# [Try it]
From the entries below, reproduce exactly the line containing "target | green grass", the line containing "target | fox's large ear", and every line in between, with nothing added.

# [Items from a data source]
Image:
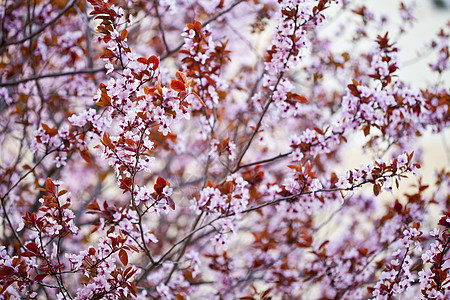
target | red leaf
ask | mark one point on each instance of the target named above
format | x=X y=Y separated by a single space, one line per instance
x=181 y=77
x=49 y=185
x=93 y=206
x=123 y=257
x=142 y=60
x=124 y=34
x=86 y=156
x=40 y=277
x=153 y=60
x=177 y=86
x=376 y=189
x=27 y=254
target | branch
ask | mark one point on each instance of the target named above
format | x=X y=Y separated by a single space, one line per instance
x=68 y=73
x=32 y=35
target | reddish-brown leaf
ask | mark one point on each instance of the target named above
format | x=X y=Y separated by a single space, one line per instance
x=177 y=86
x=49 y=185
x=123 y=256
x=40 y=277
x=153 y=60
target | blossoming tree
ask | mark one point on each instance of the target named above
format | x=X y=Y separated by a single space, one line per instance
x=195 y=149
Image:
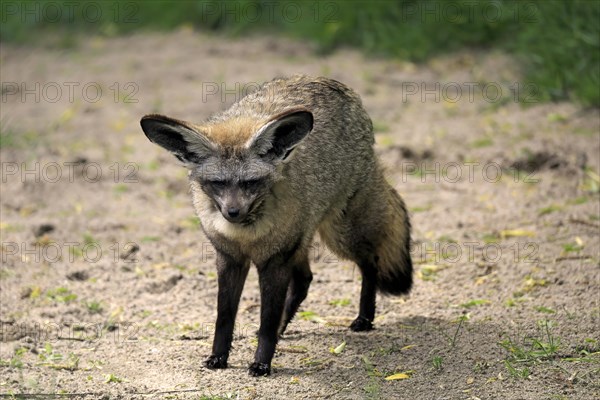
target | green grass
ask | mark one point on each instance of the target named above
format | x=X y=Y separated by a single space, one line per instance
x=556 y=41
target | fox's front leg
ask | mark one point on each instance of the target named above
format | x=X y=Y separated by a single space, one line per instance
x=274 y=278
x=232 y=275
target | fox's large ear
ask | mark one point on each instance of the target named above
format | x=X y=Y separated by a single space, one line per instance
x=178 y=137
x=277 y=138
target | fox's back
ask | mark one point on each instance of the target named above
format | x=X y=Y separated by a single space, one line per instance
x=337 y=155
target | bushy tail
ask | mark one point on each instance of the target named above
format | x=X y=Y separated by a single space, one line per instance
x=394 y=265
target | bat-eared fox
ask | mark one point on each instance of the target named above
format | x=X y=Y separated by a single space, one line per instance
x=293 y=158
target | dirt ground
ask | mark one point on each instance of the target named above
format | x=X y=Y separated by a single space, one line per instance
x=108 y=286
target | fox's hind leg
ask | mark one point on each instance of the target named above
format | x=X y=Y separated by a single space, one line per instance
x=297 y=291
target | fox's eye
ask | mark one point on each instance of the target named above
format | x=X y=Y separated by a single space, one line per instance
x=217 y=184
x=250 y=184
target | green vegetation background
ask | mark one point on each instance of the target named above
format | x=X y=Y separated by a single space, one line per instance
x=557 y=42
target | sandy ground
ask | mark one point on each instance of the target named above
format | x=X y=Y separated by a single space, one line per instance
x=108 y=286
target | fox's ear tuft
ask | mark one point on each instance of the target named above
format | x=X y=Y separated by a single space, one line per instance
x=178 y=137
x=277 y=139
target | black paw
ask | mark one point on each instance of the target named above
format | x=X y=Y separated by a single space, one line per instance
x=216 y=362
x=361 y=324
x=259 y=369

...

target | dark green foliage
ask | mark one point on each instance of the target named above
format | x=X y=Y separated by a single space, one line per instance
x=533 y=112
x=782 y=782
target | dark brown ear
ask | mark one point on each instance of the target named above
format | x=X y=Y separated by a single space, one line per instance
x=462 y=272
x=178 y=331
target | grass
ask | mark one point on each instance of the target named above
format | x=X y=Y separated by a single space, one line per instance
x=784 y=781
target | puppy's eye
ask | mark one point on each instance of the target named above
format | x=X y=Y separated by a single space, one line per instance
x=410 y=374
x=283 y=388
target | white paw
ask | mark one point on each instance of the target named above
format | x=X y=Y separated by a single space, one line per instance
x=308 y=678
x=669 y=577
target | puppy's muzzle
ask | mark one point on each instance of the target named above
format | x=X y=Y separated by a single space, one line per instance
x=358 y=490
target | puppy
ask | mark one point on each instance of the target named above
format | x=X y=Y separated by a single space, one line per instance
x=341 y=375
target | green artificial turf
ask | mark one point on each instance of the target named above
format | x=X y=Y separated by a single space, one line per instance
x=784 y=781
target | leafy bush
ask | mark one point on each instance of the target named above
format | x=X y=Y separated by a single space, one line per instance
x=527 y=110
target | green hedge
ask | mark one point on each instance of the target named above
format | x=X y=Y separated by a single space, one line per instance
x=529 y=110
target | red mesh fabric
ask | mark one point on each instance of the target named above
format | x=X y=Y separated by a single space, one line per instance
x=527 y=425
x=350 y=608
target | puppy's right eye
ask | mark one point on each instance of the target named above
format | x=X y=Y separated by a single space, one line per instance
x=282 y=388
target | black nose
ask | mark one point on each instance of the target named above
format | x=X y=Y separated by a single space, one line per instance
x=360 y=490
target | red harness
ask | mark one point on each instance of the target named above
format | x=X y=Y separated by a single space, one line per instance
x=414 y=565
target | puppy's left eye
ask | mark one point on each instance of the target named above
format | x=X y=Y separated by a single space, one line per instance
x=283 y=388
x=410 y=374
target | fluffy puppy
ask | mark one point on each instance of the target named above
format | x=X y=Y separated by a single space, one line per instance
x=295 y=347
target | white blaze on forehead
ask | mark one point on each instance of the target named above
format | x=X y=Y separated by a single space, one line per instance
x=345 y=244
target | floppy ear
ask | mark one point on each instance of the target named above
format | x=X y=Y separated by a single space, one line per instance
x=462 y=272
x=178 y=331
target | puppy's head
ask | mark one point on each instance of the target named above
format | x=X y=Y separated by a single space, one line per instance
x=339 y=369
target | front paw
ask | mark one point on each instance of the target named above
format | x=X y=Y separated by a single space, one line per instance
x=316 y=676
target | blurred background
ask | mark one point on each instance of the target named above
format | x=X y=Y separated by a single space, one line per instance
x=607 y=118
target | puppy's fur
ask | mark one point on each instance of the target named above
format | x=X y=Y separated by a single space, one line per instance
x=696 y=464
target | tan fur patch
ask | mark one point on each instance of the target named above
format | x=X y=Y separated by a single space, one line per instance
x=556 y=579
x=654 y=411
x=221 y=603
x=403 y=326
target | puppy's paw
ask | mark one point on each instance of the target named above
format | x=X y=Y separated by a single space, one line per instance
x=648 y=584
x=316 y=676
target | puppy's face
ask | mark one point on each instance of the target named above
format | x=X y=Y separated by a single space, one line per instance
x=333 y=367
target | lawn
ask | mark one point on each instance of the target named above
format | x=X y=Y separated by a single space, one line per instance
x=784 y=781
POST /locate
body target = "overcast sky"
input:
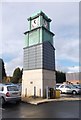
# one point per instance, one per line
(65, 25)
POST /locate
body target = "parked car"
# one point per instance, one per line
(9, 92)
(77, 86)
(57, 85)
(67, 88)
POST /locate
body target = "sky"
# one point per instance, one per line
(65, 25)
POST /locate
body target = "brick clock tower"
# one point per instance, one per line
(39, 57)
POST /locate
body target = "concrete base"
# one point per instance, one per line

---

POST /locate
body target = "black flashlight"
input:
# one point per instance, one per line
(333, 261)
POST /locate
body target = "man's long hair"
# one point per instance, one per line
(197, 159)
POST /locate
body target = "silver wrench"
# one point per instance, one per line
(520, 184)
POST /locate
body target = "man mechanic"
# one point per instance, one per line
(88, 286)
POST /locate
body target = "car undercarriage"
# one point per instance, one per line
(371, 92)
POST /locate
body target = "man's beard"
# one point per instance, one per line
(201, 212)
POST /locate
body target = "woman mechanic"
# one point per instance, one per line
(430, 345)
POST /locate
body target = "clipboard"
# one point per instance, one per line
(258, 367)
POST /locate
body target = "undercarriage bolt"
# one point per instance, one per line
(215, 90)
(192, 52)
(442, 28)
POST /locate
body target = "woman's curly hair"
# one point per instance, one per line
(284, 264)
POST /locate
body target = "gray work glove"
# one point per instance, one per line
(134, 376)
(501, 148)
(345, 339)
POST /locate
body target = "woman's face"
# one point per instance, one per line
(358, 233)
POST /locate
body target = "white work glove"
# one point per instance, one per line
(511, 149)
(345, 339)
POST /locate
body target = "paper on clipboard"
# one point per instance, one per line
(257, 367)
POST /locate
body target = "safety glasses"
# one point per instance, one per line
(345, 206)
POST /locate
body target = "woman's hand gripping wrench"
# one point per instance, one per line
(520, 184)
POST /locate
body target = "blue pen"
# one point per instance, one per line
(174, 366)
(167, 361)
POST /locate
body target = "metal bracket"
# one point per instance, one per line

# [Problem solution]
target | green grass
ask | mark one point on each instance of the target named above
format | x=X y=Y separated by a single space, one line per instance
x=556 y=41
target | fox's front leg
ask | mark one point on each instance of the target named above
format | x=X y=Y separated by a single space, one line per instance
x=274 y=278
x=232 y=275
target | fox's large ear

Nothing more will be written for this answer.